→ **Data supplied**:
— Begin —

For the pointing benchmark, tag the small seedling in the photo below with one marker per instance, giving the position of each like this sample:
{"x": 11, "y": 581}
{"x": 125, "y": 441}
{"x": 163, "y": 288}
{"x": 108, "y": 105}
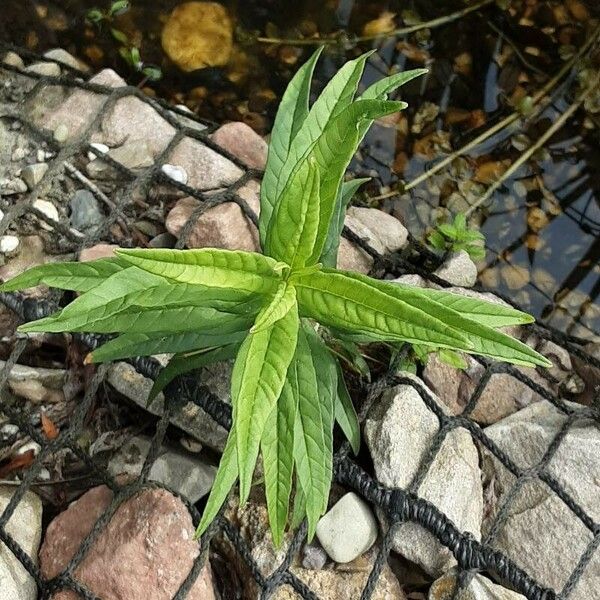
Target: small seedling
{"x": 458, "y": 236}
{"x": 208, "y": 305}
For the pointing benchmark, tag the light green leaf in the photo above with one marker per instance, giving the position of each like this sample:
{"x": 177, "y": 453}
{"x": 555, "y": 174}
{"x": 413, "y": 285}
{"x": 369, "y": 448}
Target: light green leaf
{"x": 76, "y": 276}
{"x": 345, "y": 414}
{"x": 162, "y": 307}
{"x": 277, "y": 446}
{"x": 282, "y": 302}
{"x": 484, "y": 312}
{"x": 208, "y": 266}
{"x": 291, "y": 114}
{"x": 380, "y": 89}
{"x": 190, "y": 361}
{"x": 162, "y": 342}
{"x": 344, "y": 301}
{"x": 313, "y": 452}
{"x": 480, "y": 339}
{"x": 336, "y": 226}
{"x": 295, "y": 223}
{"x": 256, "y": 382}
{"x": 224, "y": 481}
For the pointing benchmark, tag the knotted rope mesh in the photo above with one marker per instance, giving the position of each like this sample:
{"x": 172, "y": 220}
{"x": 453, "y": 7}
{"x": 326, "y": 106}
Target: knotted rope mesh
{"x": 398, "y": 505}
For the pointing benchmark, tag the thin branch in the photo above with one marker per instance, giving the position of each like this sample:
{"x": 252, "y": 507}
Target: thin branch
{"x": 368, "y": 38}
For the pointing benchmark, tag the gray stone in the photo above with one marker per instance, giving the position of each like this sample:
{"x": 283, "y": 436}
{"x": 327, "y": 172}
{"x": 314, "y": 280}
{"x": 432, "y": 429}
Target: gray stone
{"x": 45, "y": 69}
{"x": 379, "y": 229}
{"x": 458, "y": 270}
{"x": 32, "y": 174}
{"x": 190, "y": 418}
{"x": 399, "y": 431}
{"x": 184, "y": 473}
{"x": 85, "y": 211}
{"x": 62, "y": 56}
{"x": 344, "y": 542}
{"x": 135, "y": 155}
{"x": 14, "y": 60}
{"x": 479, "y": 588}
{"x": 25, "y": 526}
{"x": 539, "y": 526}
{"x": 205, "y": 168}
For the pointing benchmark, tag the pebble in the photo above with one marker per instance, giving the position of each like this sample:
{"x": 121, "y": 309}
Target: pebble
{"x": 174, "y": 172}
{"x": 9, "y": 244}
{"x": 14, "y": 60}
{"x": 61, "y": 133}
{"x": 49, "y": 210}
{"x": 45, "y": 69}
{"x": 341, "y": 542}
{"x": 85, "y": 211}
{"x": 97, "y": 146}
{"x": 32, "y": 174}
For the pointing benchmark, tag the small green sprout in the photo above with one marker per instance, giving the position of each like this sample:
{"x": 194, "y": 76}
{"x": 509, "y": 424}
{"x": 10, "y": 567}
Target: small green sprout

— End —
— Begin —

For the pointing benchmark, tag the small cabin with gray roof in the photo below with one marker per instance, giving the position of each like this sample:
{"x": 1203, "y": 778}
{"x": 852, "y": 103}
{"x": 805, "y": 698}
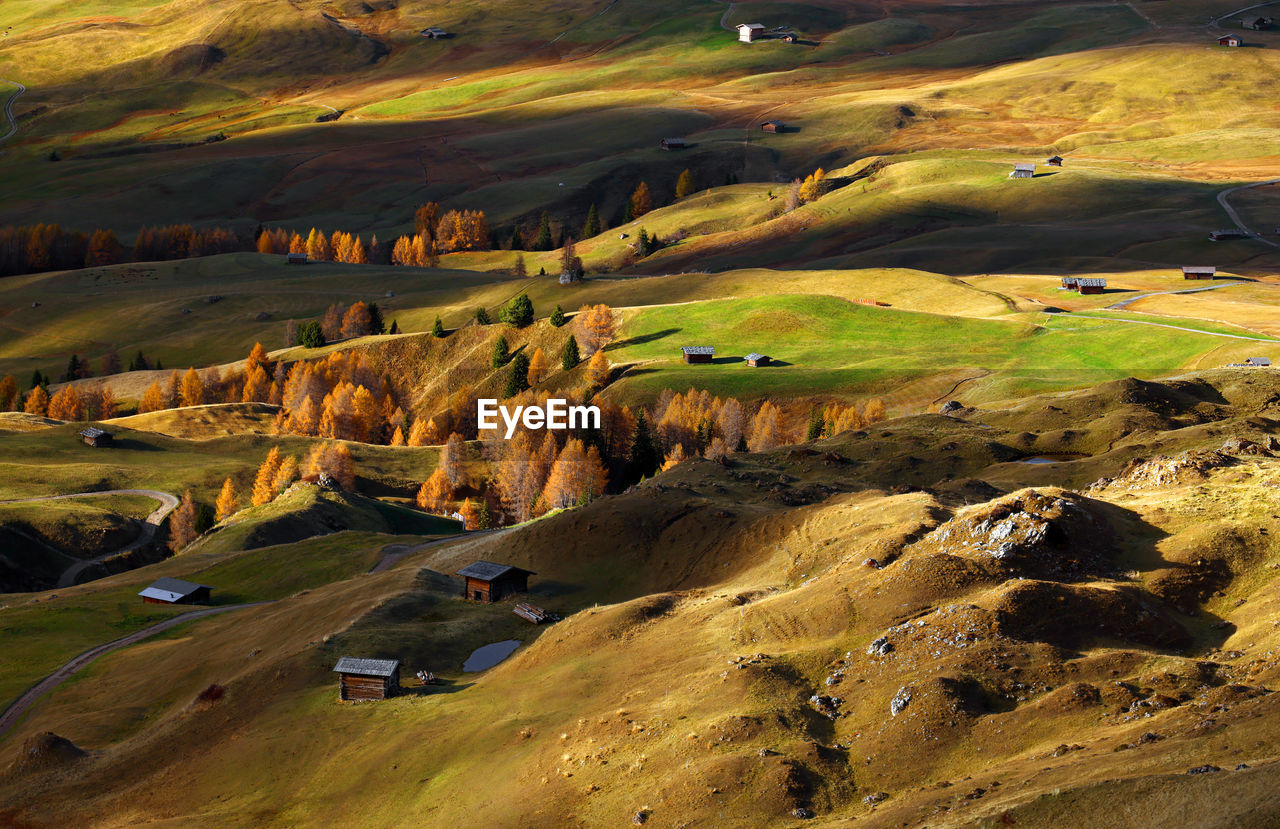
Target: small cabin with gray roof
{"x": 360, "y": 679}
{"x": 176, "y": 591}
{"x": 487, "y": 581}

— End —
— Begin —

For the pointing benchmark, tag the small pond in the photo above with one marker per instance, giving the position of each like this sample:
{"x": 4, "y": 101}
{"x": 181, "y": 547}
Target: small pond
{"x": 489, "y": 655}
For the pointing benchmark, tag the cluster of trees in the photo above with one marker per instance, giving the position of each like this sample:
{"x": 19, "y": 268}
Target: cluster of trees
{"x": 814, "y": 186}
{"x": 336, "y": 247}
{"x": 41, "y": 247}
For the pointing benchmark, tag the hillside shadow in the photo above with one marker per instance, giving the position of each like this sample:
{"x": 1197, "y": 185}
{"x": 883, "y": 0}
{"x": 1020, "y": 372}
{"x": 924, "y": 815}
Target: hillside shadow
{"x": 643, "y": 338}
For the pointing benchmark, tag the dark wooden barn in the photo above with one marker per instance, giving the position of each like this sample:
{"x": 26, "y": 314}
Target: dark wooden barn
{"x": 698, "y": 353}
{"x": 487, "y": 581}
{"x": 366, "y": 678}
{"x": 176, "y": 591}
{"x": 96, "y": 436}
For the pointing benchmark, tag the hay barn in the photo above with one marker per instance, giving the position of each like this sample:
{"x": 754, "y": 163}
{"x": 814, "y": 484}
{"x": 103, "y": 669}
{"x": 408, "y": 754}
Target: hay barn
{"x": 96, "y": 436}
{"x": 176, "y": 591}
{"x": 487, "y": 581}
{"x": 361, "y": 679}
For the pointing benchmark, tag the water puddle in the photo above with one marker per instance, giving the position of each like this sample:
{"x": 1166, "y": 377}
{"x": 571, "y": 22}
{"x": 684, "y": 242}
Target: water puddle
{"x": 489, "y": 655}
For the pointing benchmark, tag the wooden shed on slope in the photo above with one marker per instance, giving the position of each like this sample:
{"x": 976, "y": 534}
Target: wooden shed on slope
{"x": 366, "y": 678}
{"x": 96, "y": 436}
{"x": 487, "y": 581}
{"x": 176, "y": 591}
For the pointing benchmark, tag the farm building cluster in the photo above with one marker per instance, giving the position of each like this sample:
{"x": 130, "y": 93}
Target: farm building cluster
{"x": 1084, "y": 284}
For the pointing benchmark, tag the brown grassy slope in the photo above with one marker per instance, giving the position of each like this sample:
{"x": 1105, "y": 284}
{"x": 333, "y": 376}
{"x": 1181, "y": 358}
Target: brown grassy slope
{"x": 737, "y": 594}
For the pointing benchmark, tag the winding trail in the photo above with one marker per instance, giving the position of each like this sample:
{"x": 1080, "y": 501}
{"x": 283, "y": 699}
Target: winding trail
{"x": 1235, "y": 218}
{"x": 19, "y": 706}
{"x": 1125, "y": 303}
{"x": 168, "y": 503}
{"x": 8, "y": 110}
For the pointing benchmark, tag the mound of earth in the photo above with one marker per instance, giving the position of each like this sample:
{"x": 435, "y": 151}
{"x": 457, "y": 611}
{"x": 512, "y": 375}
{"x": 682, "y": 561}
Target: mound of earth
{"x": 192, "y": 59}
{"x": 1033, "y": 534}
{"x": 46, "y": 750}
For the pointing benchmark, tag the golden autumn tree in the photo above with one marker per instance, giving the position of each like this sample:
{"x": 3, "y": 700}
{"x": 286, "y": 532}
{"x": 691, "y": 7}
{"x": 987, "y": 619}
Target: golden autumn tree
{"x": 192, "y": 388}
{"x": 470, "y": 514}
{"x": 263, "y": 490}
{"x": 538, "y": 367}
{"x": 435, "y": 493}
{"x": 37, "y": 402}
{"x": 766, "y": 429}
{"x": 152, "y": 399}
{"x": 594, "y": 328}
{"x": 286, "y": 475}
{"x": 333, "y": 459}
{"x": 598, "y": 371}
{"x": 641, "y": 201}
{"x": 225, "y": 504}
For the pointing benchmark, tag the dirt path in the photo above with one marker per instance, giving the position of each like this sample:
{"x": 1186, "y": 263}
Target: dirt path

— End —

How many lines in the items above contain the word "cluster"? Give only the number.

→ **Reply**: 4